Requirement
Once you have read the data below, print all of it exactly.

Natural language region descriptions
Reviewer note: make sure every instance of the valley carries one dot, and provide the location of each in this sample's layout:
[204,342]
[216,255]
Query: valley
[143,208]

Exercise solution
Reviewer note: make sure every instance of the valley carries one dot, and provide the location of each in this sample's layout:
[204,342]
[216,255]
Query: valley
[143,208]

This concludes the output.